§ Exercise aim:
Copy every record exactly.

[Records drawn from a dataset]
▼▼▼

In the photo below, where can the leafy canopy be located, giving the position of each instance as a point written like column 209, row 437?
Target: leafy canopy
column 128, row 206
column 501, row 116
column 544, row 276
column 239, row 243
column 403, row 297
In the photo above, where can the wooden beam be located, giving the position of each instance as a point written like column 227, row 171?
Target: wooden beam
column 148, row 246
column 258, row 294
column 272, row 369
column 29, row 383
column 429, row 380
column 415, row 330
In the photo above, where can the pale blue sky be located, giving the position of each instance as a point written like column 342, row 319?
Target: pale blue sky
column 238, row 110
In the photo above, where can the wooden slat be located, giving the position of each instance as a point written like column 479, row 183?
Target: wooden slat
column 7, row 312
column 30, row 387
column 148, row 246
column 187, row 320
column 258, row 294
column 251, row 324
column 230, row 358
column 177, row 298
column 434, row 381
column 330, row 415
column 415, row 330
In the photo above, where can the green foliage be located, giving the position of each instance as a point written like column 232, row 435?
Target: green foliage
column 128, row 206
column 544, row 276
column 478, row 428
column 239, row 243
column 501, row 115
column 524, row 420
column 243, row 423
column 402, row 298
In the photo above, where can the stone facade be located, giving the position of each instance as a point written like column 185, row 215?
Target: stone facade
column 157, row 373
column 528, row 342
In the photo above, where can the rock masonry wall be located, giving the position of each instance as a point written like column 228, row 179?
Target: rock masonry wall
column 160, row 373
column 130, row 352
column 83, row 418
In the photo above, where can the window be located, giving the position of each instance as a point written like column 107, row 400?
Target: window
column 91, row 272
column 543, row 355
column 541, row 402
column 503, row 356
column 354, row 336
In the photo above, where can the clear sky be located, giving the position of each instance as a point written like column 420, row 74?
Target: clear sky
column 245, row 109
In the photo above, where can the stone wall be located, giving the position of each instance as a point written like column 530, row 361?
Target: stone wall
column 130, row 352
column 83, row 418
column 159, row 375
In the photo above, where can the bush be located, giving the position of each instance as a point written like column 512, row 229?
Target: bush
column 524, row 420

▲▲▲

§ Task answer:
In the photo below, where can the leafy canopy be located, giving the position of each instance as a point written like column 209, row 437?
Target: leafy canopy
column 128, row 206
column 501, row 116
column 544, row 276
column 239, row 243
column 403, row 297
In the photo above, where can the wooden beam be located, giving the position of each instance as a point written like column 227, row 171?
Target: wooden beam
column 148, row 246
column 258, row 294
column 272, row 369
column 29, row 383
column 429, row 380
column 415, row 330
In the photo above, where can the pale blue sky be located, giving the position of each instance as a point written like column 342, row 319?
Target: pale blue sky
column 238, row 110
In the photo above, where can the wooden slat be located, giving the position of each instance as a point written like column 479, row 183?
Target: wooden slat
column 7, row 312
column 30, row 387
column 148, row 246
column 187, row 320
column 258, row 294
column 251, row 324
column 230, row 358
column 177, row 298
column 434, row 381
column 330, row 415
column 415, row 330
In the photo above, where can the green foliage be located, giving the position of each instance as a point written like column 232, row 435?
Target: green foliage
column 128, row 206
column 544, row 276
column 478, row 428
column 239, row 243
column 501, row 115
column 524, row 420
column 243, row 423
column 402, row 298
In the photo above, where can the stone facade be located, giving the position of each instance as a point written like column 185, row 215?
Target: stone facade
column 157, row 373
column 528, row 342
In the photo above, where can the rock masonry wall be located, giving the position of each instance as a point written like column 228, row 179?
Target: rock masonry wall
column 160, row 373
column 130, row 352
column 83, row 418
In the photo above, where can the window be located, giving the position of each instance as a point written like column 107, row 400?
Target: window
column 91, row 272
column 543, row 355
column 541, row 402
column 503, row 356
column 354, row 336
In the photo above, where can the clear sky be located, giving the position of each instance as a point written like column 420, row 74?
Target: clear sky
column 245, row 109
In the photo above, where can the stone wall be located, giving the position of each instance as a point written like column 530, row 361?
Target: stone wall
column 130, row 352
column 83, row 418
column 159, row 375
In the photo above, where can the bush be located, giving the position of each instance as a point written like column 512, row 229?
Target: bush
column 524, row 420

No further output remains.